------ Text

A Dose of Harsh Reality for DREAM Act

A Dose of Harsh Reality for DREAM Act
Chris Thomas, Public News Service - OR
December 20, 2010
Audio (MP3)

Salem, Ore. - Oregon's two U.S. senators voted for the DREAM Act, but that wasn't enough to save it from a Republican filibuster over the weekend. There were 55 yes votes, but 60 were needed to pass the bill that would have allowed young people brought to the U.S. by undocumented immigrant parents to gain citizenship for enrolling in college or enlisting in the military.

Francisco Lopez, executive director of CAUSA, Oregon's immigrant rights coalition, says his group will now ask the state legislature to at least allow in-state tuition for students of immigrant parents living in Oregon.

"If you are an undocumented immigrant, if you want to go to college, you need to pay foreign student tuition - and that's thousands of dollars. If we change that to in-state tuition, they can pay tuition like everyone else."

Ten states now have tuition equality laws. The fate of the DREAM Act has put the future plans of more than 40,000 young Oregonians in limbo. Backers of the bill said it would create productive new taxpayers who have already been raised and educated in America; detractors called it an amnesty bill.

Abel Valladares, an organizer with the Latino workers' organization Pineros y Campesinos Unidos (PCUN) has been advocating for the DREAM Act for five years. He is disappointed that it failed on such a close vote, but says the issue has energized young Latinos.

"What I'm seeing in the community, especially in young leaders - they want to keep fighting, they want to keep building more momentum, to build these safe communities and environment in their life. And they're not giving up, I'm telling you."

The DREAM Act had passed in the House, where the votes from Oregon's representatives were split. Earl Blumenauer (D- 3rd District) and Peter DeFazio (D-4th District) voted for the bill, Kurt Schrader (D-5th District) and Greg Walden (R-2nd District) voted against it, and David Wu (D-1st District) did not vote.

------------
------ Data section

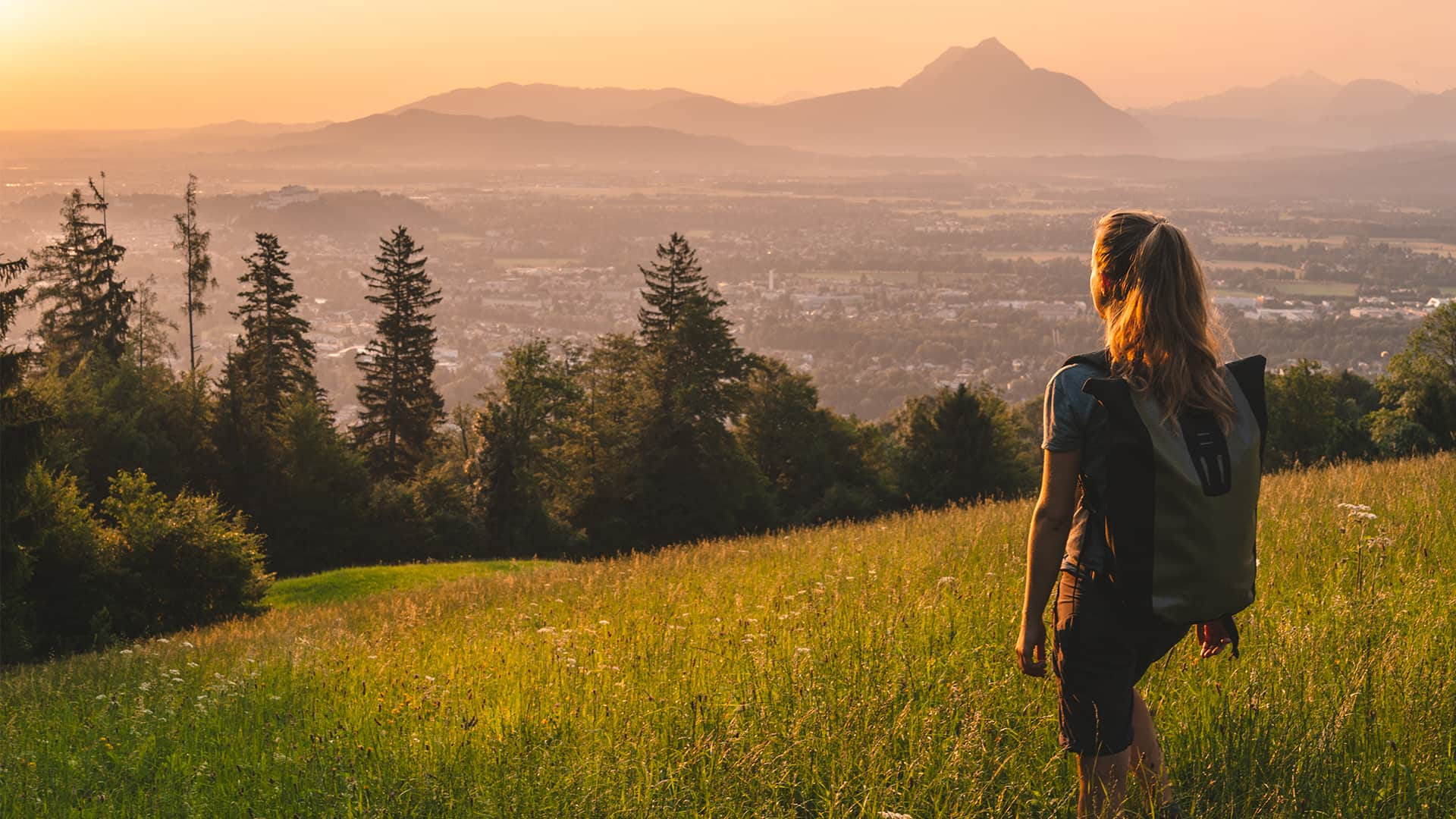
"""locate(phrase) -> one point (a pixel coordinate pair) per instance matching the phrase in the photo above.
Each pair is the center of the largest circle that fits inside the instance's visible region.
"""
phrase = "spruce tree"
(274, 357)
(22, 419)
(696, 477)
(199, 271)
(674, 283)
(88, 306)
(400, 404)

------------
------ Data section

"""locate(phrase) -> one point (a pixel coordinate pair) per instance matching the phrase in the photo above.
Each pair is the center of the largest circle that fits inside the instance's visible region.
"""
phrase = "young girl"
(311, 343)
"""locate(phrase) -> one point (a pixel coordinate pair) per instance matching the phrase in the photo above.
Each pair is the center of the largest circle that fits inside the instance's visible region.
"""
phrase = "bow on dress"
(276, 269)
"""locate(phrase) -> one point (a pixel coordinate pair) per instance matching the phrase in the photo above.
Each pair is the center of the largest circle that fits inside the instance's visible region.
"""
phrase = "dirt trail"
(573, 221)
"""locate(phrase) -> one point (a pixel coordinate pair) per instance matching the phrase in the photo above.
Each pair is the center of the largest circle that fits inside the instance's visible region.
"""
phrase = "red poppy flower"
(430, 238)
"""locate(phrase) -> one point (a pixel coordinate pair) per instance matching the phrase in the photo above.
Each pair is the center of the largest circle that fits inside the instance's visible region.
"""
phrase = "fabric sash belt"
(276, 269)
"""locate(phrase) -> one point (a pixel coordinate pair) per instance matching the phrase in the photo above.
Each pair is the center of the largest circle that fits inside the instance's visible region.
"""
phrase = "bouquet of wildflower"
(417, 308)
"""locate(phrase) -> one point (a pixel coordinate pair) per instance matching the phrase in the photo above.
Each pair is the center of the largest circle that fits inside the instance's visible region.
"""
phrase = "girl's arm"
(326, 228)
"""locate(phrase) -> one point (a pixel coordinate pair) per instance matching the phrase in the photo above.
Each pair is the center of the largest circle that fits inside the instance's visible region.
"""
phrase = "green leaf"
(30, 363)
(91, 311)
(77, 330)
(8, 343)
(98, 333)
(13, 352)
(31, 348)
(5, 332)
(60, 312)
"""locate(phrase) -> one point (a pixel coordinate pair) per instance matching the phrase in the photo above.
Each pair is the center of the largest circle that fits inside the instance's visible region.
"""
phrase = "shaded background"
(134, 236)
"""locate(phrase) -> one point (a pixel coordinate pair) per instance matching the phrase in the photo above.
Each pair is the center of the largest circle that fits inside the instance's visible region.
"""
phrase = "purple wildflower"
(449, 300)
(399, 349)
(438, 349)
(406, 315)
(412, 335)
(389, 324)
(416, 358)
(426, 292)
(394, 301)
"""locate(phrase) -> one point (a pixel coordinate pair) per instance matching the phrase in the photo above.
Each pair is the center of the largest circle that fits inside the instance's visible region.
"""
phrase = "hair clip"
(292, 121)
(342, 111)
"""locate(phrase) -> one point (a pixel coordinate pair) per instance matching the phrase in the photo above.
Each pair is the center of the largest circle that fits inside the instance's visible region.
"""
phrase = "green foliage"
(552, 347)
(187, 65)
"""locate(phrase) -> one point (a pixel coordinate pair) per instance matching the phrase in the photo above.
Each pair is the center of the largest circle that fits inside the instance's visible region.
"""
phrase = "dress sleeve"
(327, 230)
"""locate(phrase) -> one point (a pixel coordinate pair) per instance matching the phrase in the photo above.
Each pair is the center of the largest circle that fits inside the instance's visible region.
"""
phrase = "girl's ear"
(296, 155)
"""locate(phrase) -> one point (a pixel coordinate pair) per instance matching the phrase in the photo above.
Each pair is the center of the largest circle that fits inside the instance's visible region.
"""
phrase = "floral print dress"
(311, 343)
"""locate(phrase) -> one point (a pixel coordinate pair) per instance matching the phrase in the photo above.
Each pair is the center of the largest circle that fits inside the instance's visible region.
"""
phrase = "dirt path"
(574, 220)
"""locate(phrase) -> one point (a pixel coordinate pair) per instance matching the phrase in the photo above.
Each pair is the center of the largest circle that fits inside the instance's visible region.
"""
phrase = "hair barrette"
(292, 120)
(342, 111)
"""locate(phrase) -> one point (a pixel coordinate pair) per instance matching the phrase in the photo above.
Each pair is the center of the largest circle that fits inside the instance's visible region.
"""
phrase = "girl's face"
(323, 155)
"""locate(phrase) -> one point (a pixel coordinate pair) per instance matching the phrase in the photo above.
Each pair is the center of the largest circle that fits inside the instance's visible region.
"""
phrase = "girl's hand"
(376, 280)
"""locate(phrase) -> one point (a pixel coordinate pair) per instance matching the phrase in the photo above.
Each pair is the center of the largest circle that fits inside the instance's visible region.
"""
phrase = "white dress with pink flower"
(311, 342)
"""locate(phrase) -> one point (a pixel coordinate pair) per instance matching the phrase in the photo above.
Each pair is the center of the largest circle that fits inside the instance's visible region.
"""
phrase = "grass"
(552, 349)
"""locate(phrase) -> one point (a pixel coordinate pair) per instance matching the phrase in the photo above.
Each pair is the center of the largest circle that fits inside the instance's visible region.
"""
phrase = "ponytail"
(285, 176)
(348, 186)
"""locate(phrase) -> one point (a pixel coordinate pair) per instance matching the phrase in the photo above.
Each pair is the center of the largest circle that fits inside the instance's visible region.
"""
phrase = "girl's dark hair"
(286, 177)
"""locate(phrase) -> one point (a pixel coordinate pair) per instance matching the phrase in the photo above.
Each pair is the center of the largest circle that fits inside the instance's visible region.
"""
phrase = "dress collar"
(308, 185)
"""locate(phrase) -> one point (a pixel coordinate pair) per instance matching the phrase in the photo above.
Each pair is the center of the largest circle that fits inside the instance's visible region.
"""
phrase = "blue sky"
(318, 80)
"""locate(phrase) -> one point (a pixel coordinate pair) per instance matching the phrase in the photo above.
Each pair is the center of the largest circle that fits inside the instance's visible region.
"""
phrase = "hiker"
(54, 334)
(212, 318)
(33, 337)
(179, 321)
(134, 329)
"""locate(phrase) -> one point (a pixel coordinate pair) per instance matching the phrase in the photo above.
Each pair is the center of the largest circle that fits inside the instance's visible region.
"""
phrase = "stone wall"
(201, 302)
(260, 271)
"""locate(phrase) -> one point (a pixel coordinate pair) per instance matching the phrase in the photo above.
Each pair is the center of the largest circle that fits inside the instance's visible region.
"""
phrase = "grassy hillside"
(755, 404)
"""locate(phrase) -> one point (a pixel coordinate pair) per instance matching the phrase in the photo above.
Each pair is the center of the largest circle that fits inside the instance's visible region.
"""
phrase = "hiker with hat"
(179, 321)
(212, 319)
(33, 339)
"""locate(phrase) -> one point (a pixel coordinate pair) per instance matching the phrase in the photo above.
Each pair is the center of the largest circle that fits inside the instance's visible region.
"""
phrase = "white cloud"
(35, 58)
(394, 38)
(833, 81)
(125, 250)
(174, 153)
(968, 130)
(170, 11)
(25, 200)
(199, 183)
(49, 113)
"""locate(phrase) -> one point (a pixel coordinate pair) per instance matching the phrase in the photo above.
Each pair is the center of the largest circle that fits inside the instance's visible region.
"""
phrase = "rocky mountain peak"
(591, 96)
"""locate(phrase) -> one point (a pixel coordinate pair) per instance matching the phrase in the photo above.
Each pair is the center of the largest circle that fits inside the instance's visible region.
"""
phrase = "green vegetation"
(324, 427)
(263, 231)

------------
------ Data section

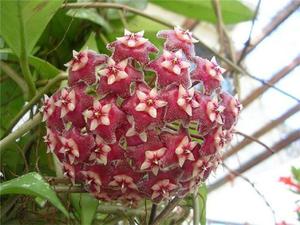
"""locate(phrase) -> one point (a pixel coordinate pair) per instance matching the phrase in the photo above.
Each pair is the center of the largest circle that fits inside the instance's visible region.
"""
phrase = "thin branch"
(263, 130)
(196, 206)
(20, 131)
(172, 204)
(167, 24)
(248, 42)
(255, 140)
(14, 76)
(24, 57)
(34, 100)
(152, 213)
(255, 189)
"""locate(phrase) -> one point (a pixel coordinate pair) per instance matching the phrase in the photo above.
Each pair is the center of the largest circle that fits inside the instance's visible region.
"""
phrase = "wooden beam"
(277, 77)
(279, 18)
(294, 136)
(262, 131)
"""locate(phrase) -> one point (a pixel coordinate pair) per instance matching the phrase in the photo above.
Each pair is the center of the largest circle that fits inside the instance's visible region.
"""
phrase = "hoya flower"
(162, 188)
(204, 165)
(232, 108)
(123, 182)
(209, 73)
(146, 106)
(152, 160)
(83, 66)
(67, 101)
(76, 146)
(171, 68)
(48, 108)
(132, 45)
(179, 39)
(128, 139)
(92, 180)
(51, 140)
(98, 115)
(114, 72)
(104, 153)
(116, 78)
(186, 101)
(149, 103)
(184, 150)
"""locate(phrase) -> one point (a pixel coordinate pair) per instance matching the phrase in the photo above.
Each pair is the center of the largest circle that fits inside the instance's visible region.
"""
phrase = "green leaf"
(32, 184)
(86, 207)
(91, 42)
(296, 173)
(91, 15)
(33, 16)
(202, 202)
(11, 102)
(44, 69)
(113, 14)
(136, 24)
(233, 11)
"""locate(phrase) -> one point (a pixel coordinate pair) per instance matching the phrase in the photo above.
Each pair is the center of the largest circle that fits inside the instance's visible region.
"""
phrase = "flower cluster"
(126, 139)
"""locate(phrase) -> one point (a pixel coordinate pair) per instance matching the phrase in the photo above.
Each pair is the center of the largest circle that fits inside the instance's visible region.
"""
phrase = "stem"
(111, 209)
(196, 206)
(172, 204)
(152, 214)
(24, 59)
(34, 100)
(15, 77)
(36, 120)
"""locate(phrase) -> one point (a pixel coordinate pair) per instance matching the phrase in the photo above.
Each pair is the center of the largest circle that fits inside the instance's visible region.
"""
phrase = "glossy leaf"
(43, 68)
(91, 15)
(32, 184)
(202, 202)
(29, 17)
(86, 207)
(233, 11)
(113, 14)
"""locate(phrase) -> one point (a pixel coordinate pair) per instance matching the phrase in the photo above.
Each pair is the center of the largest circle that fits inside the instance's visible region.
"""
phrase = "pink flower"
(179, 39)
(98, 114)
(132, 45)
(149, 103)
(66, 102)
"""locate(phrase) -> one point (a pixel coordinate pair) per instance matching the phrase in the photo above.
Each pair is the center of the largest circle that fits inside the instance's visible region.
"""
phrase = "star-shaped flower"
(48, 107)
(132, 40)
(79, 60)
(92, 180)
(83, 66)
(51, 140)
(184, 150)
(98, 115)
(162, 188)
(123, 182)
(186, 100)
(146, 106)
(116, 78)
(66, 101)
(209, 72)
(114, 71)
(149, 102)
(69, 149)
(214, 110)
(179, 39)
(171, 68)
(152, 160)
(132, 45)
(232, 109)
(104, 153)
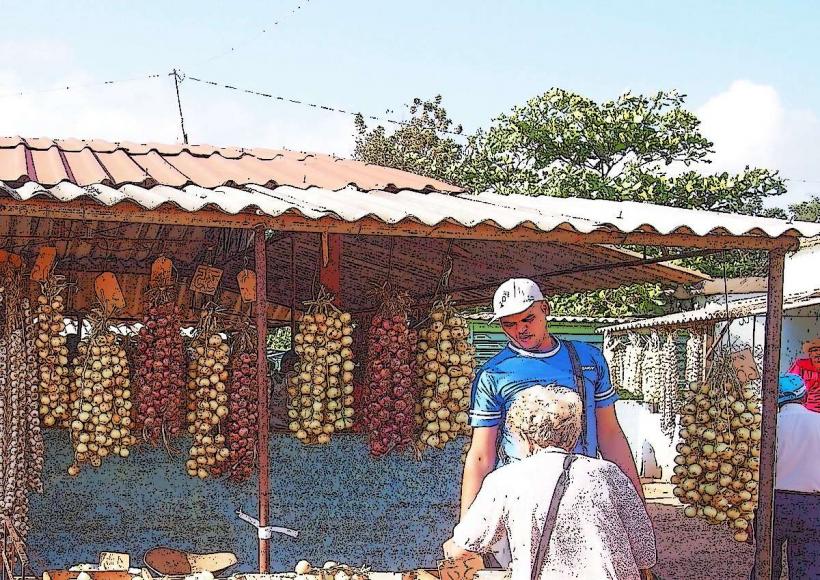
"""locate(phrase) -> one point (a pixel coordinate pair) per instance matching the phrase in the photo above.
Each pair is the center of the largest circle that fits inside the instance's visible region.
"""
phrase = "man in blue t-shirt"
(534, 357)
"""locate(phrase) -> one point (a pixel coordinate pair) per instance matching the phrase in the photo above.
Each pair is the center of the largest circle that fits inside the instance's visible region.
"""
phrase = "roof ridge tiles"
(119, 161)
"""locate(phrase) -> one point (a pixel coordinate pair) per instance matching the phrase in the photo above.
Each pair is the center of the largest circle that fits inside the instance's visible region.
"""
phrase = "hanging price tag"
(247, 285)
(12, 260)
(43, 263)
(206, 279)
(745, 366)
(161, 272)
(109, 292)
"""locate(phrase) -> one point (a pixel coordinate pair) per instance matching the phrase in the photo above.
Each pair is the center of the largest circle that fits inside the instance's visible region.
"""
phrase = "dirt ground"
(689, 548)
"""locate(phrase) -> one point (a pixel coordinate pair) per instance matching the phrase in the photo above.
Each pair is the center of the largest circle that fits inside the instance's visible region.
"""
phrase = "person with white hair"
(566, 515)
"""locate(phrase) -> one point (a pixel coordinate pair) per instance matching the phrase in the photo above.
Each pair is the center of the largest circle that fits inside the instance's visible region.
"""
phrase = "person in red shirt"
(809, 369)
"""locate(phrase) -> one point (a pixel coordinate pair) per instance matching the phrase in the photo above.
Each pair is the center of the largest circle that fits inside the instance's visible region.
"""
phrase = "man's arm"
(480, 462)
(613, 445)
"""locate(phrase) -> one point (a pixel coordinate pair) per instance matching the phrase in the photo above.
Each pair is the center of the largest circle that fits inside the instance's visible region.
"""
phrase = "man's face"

------------

* Tasks to complete
A. From the DREAM Act article, reproduce the passage that begins at the words "Ten states now" and stops after "an amnesty bill.".
B. According to the DREAM Act article, how many young Oregonians have had their future plans put in limbo by the bill's fate?
C. Name every Oregon U.S. representative mentioned in the DREAM Act article.

* Task-by-task results
A.
Ten states now have tuition equality laws. The fate of the DREAM Act has put the future plans of more than 40,000 young Oregonians in limbo. Backers of the bill said it would create productive new taxpayers who have already been raised and educated in America; detractors called it an amnesty bill.

B. More than 40,000.

C. Earl Blumenauer, Peter DeFazio, Kurt Schrader, Greg Walden, David Wu